- _Task goal_: Only one span belongs in the answer: the line holding "Query: pink box" through the last line of the entries below, retyped exactly.

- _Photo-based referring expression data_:
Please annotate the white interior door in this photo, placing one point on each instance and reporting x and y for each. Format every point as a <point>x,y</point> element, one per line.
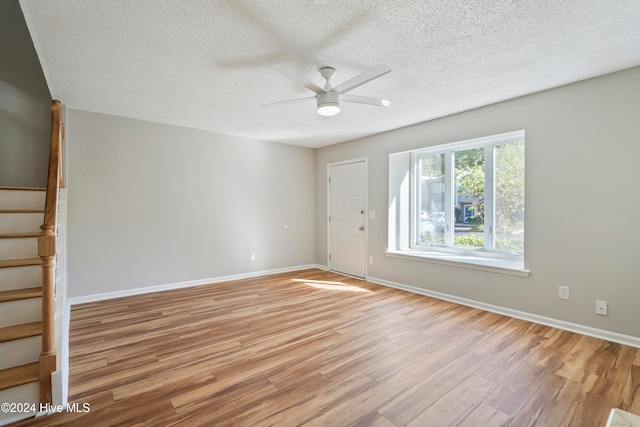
<point>347,218</point>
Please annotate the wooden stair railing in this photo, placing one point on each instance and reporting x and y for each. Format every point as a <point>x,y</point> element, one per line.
<point>47,253</point>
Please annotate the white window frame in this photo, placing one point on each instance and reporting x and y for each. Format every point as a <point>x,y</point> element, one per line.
<point>404,209</point>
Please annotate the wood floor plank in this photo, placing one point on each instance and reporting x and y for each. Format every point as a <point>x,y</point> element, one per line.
<point>316,348</point>
<point>454,405</point>
<point>549,405</point>
<point>486,416</point>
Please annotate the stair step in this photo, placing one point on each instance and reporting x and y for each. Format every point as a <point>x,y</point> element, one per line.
<point>19,375</point>
<point>16,332</point>
<point>5,263</point>
<point>12,221</point>
<point>22,198</point>
<point>18,294</point>
<point>19,235</point>
<point>21,211</point>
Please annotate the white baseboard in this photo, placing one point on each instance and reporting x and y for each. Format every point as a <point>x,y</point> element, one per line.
<point>148,289</point>
<point>542,320</point>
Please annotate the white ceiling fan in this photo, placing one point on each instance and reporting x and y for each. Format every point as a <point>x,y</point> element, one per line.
<point>328,98</point>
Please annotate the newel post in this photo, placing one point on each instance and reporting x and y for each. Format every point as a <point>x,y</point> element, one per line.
<point>47,254</point>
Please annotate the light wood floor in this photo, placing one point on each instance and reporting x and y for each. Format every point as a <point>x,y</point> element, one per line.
<point>316,348</point>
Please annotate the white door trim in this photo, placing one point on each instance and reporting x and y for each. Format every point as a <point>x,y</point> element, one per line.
<point>366,209</point>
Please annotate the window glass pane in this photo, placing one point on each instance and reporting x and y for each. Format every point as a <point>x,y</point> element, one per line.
<point>509,197</point>
<point>431,190</point>
<point>469,198</point>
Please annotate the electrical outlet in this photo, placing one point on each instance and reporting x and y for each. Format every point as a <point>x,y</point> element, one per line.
<point>563,292</point>
<point>601,307</point>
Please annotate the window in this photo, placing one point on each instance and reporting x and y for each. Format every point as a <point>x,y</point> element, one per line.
<point>464,198</point>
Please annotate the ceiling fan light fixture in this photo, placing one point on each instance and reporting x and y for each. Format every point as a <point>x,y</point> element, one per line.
<point>328,109</point>
<point>328,103</point>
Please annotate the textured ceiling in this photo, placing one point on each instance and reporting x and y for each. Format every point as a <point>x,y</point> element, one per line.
<point>209,64</point>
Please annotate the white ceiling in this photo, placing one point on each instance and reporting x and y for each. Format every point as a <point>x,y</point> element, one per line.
<point>209,64</point>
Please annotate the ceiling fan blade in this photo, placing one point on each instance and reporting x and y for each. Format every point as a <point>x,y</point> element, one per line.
<point>363,78</point>
<point>299,79</point>
<point>288,101</point>
<point>365,100</point>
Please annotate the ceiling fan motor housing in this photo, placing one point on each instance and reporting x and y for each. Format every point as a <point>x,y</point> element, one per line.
<point>328,103</point>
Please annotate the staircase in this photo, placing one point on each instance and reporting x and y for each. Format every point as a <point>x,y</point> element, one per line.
<point>21,214</point>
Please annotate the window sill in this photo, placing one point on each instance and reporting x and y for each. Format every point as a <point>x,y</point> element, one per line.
<point>474,262</point>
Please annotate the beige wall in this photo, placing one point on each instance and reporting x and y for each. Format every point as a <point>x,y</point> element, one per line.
<point>152,204</point>
<point>582,202</point>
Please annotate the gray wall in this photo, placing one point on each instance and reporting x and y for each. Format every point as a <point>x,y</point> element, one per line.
<point>582,202</point>
<point>25,119</point>
<point>152,204</point>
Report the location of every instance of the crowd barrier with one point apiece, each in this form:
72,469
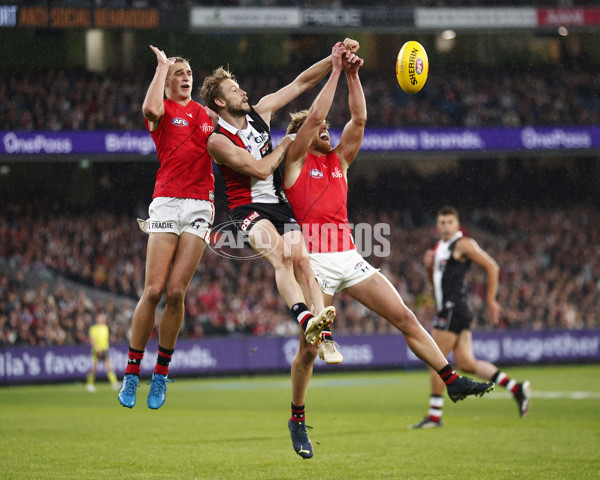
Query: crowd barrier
244,355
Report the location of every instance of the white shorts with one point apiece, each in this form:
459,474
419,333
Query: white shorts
337,271
179,215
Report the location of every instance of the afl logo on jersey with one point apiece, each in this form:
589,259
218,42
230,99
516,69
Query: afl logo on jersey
179,122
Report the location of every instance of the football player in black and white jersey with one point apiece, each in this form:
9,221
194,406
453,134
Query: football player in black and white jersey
447,266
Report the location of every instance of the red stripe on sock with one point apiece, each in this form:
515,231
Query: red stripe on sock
135,369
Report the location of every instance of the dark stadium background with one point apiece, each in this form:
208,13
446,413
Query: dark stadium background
535,211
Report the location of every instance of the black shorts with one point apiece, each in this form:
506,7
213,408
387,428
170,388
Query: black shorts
279,214
454,317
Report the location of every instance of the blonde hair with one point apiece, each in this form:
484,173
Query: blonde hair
210,87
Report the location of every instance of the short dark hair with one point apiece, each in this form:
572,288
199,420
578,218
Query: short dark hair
448,210
211,87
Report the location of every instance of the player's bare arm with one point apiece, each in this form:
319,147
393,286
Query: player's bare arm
296,155
428,259
224,152
269,104
468,248
153,106
353,132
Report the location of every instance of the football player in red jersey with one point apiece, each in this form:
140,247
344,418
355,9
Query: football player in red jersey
254,197
315,185
180,217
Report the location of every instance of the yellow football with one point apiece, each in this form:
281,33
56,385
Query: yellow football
412,67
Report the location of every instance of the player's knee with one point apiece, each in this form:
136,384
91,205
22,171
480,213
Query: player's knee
153,294
175,295
404,319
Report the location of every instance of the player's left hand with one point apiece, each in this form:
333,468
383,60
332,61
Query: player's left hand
351,63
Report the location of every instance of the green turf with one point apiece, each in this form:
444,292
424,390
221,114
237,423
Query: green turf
236,428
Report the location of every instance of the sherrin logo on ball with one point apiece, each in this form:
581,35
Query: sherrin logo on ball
412,67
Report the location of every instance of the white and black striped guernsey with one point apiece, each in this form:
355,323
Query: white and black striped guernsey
256,139
449,275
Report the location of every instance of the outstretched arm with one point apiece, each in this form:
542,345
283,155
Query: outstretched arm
353,132
269,104
224,152
153,106
296,154
469,248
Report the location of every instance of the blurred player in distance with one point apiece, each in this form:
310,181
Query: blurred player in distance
180,217
447,266
316,187
100,342
241,146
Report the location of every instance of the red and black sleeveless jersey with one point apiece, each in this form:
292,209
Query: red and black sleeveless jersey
185,166
319,199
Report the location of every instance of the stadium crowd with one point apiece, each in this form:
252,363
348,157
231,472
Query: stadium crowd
167,4
544,282
62,101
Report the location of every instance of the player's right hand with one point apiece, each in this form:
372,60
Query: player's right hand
161,58
351,45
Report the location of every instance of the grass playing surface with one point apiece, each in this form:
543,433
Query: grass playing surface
236,428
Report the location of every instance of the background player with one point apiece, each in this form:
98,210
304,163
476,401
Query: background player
181,214
447,266
316,187
100,342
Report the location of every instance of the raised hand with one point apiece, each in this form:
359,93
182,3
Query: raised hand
338,52
351,45
351,63
161,58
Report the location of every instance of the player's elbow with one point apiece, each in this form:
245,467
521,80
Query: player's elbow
360,119
151,112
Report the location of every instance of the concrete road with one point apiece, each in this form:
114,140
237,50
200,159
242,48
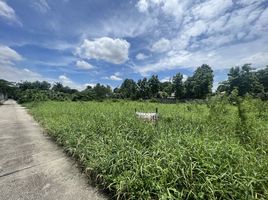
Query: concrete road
32,166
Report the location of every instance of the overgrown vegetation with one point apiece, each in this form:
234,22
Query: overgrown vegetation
216,150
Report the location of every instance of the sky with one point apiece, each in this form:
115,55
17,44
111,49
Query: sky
80,43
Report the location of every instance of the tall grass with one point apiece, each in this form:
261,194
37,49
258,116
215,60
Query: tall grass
194,152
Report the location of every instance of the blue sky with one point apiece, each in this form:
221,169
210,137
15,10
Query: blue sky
84,42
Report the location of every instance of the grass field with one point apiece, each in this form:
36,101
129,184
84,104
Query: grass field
195,151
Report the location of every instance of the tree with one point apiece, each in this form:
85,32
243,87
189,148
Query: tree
245,80
263,77
154,85
102,91
58,87
178,86
143,91
38,85
7,88
129,89
200,84
166,87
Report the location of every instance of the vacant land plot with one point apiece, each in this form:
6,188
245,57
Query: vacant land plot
195,151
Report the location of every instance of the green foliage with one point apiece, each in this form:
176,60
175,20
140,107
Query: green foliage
196,151
128,89
178,86
154,85
144,91
245,80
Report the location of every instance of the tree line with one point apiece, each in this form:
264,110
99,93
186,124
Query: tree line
241,80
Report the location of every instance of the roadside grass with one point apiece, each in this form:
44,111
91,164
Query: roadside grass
195,151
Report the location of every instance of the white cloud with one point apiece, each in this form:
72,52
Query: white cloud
141,56
184,77
142,5
8,55
8,13
166,79
81,64
114,77
66,81
211,9
221,33
222,58
15,74
161,45
41,6
105,48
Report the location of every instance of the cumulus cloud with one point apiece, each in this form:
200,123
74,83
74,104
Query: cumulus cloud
81,64
8,55
166,79
66,81
8,13
12,73
105,48
142,5
41,6
141,56
211,9
161,45
114,77
222,33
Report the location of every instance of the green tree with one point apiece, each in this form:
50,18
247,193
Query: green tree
263,77
178,86
245,80
102,91
144,91
129,89
166,87
200,84
154,85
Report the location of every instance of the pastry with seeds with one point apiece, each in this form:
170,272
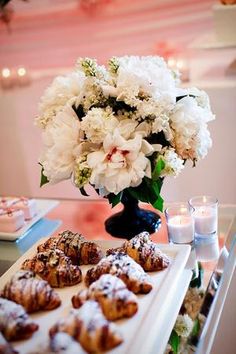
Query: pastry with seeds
75,246
54,267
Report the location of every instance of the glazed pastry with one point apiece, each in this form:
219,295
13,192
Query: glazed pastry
90,328
146,253
74,246
61,343
54,267
125,268
113,296
32,293
15,323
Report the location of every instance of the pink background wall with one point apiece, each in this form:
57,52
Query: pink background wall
47,37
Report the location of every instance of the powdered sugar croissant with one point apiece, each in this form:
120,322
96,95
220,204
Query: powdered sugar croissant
145,252
32,293
112,294
90,328
125,268
75,246
14,322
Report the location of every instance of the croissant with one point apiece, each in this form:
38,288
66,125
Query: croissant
14,322
113,296
54,267
74,246
90,328
125,268
32,293
61,343
144,252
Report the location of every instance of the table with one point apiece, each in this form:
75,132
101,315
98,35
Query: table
88,216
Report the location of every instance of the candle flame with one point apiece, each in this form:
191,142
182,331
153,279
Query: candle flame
6,72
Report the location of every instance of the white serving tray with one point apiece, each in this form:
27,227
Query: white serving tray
150,326
43,207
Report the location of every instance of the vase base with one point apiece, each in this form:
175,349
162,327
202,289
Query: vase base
123,225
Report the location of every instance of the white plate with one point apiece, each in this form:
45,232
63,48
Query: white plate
43,207
143,330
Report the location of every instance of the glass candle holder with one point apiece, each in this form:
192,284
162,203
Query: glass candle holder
205,215
180,223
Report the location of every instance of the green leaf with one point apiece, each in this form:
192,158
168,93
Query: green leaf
44,180
159,203
174,341
196,328
83,192
114,199
160,165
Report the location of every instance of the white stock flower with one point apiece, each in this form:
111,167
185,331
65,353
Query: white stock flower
183,325
63,91
173,163
61,139
97,123
188,122
119,164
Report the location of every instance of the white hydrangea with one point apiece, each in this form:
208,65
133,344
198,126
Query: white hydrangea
63,91
109,138
119,164
97,123
173,163
183,325
188,122
61,142
149,75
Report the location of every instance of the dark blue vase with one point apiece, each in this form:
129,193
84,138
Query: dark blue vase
132,220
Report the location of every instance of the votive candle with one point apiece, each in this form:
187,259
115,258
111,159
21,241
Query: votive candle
205,215
180,224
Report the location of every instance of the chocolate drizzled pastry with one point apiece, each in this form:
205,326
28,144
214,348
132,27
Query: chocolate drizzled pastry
74,246
15,323
5,347
125,268
113,296
32,293
144,252
54,267
90,328
61,343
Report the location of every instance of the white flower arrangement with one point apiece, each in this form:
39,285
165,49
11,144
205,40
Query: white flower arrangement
124,127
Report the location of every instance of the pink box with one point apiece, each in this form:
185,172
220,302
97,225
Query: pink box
28,206
11,220
6,202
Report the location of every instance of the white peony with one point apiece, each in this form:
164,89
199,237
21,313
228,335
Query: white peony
63,91
61,139
188,122
97,123
119,164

- _Your response_:
Query: pink box
28,206
11,220
6,202
Report the location of every instance of the white peony with one point apiece, each in this form:
164,89
199,237
21,313
228,335
Query: white peony
63,91
61,139
188,122
97,123
119,164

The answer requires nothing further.